▶ **Detalhes do exercício**
Reproduza, linha por linha e sem omitir nenhuma, o trecho dos registros que começa na linha que contém "of the grassy" e segue até o fim dos registros, com as duas pontas incluídas. Aumente em 134 cada número das coordenadas dadas como resposta.
▼▼▼
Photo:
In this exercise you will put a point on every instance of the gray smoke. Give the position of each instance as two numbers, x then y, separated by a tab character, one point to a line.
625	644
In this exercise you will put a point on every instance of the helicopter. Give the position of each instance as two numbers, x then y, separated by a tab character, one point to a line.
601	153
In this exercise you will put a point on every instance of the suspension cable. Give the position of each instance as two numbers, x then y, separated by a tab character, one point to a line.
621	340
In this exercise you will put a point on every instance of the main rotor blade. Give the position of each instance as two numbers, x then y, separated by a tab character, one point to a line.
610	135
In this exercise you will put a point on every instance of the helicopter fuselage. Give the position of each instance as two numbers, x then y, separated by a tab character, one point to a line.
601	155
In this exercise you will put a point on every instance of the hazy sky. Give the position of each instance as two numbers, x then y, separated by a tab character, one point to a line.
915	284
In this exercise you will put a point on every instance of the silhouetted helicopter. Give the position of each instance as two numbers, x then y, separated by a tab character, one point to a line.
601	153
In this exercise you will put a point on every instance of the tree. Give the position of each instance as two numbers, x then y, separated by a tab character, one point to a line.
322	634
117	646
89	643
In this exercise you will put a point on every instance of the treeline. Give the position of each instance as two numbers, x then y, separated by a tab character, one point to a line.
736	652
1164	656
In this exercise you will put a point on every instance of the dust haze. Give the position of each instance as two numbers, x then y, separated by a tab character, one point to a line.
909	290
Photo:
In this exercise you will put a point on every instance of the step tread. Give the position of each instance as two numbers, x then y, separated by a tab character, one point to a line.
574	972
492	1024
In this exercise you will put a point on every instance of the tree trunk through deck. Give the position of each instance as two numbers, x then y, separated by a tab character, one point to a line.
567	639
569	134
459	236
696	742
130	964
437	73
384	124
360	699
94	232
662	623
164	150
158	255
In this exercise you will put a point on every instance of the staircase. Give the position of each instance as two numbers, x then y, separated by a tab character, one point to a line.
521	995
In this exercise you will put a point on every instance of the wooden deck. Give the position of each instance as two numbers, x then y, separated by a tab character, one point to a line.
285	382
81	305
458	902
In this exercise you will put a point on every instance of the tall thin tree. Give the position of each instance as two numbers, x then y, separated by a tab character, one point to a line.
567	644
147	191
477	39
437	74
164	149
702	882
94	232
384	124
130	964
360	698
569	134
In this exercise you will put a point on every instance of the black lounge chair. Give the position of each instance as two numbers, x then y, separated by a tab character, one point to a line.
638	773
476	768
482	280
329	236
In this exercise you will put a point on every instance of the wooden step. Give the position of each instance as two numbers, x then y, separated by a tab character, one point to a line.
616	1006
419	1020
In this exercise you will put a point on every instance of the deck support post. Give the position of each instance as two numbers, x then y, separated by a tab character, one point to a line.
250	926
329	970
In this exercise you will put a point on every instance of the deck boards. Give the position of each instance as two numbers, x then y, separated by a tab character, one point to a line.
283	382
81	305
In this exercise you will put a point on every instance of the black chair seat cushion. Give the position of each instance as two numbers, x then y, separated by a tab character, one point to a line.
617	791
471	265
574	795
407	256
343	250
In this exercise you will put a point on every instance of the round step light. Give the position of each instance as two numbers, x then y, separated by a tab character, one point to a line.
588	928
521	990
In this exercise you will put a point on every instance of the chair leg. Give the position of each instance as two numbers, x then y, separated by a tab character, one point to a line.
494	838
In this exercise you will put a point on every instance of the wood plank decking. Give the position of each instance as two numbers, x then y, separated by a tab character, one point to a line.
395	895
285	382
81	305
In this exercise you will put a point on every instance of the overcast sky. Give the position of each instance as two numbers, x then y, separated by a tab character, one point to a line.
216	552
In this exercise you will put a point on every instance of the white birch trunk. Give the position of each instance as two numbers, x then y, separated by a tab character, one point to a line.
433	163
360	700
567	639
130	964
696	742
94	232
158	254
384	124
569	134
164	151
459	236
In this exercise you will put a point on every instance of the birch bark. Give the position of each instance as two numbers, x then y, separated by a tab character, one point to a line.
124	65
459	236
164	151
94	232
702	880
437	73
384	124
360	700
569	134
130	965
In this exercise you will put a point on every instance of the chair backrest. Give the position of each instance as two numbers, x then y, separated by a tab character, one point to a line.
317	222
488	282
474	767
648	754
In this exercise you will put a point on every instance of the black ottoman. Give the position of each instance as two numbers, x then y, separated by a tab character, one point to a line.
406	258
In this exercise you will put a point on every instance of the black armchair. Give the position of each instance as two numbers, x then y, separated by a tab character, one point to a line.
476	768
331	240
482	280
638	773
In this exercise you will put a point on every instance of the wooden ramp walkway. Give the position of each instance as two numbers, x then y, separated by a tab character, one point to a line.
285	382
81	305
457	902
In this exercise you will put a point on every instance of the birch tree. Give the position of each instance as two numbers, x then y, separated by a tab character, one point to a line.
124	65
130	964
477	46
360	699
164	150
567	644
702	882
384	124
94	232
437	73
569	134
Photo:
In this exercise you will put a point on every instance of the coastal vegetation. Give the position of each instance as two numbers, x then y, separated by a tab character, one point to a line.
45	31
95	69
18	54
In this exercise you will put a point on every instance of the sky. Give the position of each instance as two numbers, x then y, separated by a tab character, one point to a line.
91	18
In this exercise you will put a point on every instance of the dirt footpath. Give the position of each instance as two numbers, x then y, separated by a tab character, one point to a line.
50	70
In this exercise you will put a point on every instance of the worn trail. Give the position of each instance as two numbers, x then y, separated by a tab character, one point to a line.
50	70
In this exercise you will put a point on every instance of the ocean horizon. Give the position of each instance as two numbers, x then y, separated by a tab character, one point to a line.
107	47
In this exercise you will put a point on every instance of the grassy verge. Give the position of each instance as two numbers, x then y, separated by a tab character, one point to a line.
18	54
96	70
▲▲▲
▶ **Resposta do exercício**
In this exercise you will put a point on every instance of the grassy verge. Give the position of each instance as two numbers, x then y, separated by a tab character, one point to a line.
152	188
230	204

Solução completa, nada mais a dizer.